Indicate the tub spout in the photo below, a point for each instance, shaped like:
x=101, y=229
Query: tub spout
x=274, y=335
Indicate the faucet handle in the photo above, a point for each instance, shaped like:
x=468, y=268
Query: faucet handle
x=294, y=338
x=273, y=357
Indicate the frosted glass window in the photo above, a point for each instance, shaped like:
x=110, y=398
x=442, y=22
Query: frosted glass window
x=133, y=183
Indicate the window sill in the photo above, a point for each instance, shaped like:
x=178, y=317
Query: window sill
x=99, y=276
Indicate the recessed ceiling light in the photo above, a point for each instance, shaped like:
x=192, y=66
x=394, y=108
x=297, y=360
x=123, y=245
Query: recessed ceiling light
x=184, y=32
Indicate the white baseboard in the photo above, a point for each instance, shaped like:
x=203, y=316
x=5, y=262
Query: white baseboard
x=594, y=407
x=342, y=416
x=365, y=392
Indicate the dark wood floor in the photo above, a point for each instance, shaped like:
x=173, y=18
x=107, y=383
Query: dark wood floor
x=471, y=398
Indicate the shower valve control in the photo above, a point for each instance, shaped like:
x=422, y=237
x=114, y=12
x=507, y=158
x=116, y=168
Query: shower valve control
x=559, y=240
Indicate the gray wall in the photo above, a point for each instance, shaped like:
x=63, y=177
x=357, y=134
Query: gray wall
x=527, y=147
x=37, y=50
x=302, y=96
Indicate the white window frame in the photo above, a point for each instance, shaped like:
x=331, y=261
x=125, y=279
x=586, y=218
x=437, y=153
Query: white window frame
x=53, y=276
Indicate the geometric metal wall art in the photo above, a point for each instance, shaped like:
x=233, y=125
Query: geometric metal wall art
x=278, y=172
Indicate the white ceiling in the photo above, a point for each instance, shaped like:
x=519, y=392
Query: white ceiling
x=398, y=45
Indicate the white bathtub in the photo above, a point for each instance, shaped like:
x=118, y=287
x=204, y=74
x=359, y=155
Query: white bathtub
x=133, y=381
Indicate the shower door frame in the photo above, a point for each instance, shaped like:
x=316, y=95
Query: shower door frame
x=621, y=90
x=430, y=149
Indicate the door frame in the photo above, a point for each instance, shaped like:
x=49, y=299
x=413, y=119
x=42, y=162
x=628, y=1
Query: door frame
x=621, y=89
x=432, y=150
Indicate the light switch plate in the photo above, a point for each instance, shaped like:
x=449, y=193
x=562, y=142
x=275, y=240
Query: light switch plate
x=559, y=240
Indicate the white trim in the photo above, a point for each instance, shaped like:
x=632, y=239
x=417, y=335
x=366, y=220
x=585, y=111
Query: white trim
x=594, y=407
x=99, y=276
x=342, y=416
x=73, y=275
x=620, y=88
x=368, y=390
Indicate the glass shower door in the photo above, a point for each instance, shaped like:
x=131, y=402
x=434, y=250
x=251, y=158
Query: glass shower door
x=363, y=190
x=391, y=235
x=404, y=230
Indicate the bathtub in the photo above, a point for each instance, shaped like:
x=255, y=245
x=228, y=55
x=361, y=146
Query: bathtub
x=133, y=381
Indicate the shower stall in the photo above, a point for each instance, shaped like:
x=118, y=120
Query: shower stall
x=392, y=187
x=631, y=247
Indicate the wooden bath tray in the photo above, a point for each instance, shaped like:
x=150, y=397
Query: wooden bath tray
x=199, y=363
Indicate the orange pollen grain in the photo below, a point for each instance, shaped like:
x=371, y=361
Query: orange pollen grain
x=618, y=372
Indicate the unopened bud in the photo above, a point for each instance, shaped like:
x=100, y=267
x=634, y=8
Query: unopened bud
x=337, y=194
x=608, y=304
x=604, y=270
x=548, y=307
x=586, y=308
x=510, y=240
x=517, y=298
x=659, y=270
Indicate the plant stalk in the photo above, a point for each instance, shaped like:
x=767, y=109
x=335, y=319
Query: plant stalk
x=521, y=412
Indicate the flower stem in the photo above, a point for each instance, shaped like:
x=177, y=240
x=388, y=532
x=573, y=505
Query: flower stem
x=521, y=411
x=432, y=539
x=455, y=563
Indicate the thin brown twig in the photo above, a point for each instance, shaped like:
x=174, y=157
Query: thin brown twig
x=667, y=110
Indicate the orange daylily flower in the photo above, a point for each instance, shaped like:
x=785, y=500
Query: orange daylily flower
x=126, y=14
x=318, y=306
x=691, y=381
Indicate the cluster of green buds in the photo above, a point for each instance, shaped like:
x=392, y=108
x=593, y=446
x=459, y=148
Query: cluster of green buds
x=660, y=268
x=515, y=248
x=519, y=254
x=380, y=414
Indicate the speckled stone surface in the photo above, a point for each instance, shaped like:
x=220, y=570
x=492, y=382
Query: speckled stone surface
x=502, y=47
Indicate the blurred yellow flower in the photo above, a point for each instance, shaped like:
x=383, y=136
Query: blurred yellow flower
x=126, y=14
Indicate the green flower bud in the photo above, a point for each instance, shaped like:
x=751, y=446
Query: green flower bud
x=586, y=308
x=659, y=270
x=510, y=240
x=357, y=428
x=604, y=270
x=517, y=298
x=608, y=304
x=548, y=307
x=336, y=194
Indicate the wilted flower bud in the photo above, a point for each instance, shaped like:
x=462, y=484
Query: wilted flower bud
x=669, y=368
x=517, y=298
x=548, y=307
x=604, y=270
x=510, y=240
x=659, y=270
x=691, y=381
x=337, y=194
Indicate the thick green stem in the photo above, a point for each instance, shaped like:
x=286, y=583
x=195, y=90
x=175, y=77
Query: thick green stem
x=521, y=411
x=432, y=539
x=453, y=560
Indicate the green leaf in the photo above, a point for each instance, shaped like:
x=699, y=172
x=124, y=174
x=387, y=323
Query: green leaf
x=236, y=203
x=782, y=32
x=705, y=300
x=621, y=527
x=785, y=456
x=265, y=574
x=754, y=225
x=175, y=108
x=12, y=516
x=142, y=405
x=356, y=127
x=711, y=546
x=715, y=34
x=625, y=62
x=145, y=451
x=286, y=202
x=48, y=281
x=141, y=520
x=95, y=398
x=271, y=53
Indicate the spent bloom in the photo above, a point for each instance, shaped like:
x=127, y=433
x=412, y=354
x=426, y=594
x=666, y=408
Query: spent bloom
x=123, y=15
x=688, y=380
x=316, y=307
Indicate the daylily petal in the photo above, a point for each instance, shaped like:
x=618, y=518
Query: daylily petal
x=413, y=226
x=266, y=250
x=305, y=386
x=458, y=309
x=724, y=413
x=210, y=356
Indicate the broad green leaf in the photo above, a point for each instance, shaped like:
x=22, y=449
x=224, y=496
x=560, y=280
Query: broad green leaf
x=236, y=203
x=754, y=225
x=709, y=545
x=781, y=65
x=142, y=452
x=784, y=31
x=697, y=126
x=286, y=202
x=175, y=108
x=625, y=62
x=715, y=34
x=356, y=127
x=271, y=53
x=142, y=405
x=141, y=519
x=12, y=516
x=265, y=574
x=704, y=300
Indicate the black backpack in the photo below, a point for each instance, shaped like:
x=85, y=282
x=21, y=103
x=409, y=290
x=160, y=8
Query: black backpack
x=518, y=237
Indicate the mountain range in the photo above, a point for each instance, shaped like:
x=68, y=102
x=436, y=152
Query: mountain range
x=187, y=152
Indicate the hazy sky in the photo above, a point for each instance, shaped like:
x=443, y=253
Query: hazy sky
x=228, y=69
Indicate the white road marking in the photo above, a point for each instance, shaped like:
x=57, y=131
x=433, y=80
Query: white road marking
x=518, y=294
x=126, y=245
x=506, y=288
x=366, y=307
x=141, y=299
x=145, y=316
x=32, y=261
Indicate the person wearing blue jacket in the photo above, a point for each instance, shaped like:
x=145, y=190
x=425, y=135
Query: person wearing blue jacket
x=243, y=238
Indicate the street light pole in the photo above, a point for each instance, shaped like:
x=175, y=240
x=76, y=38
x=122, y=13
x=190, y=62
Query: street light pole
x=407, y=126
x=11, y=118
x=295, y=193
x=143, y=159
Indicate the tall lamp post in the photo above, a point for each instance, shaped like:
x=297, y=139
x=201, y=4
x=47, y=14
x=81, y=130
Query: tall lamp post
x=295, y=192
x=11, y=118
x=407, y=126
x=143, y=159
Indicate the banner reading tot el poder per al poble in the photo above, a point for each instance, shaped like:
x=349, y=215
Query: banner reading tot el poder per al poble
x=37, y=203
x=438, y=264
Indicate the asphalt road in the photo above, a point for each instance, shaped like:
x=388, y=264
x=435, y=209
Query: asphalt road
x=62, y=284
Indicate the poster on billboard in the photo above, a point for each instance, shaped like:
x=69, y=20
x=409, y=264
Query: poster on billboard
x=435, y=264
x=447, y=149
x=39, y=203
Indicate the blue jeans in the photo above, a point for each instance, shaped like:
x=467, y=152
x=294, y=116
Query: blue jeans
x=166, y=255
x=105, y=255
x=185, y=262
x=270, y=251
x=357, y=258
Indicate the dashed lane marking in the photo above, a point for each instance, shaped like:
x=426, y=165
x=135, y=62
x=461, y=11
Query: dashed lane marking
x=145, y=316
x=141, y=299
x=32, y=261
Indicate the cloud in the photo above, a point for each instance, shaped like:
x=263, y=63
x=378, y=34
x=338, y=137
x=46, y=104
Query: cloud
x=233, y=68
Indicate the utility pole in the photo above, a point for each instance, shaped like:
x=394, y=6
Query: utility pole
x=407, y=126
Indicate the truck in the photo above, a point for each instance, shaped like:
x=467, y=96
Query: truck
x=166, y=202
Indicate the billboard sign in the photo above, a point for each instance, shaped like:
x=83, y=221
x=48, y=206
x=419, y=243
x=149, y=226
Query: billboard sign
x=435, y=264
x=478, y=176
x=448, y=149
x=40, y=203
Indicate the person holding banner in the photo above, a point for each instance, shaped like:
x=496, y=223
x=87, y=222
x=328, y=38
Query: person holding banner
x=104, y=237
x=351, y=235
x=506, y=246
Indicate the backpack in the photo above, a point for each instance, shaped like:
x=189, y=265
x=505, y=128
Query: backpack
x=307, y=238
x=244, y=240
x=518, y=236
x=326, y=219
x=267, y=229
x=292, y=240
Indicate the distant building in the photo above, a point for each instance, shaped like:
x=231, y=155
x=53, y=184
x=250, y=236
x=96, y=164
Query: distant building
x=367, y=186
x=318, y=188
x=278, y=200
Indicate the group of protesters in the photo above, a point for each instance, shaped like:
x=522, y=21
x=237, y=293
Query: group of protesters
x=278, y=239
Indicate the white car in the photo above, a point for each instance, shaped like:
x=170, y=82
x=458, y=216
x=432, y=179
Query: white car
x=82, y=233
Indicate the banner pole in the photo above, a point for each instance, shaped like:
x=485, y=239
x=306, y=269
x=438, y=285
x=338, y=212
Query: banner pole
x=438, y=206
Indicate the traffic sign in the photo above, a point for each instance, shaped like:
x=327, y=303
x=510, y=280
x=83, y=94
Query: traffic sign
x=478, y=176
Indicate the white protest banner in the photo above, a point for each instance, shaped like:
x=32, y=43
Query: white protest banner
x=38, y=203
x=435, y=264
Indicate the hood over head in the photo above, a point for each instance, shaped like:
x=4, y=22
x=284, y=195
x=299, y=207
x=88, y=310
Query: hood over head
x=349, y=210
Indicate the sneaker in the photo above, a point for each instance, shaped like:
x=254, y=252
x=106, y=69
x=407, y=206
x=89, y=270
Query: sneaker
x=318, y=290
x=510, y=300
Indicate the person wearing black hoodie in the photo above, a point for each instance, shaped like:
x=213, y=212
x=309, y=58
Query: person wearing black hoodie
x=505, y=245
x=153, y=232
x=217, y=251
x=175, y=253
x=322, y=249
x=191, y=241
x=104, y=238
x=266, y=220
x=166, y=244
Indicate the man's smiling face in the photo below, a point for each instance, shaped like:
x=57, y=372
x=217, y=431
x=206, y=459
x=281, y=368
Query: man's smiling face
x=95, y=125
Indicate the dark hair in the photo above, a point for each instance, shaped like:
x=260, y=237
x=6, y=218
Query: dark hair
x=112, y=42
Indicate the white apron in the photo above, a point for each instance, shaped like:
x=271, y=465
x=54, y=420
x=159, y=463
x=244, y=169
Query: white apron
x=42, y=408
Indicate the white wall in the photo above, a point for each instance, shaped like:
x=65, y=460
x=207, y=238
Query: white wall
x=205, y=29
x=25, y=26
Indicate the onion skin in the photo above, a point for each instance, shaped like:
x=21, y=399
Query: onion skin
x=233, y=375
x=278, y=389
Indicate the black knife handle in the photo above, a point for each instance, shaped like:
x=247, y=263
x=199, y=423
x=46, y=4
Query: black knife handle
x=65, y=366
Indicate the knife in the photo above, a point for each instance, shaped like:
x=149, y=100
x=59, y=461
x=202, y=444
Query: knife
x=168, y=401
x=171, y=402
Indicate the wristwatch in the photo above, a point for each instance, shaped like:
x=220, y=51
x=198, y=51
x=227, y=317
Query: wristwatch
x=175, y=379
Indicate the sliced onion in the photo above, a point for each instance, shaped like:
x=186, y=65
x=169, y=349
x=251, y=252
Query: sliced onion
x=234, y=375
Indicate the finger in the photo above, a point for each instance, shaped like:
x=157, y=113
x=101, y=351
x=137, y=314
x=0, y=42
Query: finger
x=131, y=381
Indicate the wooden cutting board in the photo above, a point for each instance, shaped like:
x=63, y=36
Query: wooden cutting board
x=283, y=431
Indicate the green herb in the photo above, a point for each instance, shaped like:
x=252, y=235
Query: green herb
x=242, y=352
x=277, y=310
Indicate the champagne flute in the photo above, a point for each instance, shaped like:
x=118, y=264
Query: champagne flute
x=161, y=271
━━━━━━━━━━━━━━━━
REQUIRED TASK
Write out, unchanged, the stretch of rows from the line containing "Indicate the distant" through the line containing "x=278, y=239", both ends included.

EXERCISE RESULT
Indicate the distant building in the photo above, a point for each instance, shaped like:
x=231, y=155
x=53, y=184
x=250, y=236
x=96, y=164
Query: distant building
x=367, y=186
x=318, y=188
x=278, y=200
Indicate the group of protesters in the photo above, a point for each instance, shaped like:
x=522, y=21
x=237, y=293
Query: group of protesters
x=278, y=239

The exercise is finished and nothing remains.